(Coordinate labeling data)
◆ ◆ ◆

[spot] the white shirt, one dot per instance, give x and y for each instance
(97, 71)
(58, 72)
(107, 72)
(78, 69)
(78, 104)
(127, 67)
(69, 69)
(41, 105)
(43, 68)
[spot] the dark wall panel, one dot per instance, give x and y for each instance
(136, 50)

◆ ◆ ◆

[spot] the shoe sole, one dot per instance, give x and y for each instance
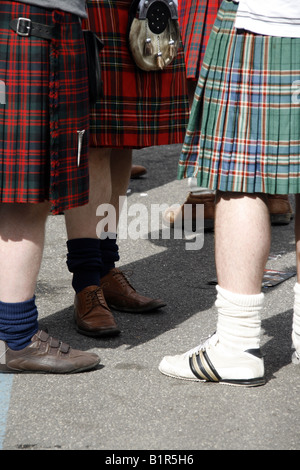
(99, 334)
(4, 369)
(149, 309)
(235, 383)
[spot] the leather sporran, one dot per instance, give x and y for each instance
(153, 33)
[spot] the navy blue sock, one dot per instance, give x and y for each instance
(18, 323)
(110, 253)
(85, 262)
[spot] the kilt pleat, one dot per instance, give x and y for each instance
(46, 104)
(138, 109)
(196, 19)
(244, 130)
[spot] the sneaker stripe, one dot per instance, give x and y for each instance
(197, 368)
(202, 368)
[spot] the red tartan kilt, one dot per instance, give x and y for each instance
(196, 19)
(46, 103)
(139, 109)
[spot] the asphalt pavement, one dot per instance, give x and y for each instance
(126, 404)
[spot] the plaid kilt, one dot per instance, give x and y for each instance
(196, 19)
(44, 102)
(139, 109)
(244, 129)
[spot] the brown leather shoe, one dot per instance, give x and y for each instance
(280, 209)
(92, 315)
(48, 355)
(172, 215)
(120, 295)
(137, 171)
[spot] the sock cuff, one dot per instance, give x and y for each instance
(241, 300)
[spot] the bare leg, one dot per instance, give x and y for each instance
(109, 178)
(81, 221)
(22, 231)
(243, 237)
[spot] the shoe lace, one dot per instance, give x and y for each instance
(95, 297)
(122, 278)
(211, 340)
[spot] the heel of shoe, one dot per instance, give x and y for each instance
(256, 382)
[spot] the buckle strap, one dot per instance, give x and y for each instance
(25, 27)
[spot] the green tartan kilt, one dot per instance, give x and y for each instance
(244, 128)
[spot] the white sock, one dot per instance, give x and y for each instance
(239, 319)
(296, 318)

◆ ◆ ◆

* [STATED EXERCISE]:
Extract every line of the data above that contains the word "tartan", treating uppercase and lowercase as different.

* [COMPLETED EXERCISE]:
[spot] the red tartan kilt, one dot per instance, give x and y for each instance
[spot] the green tartan kilt, one dot per instance, give x and y for each instance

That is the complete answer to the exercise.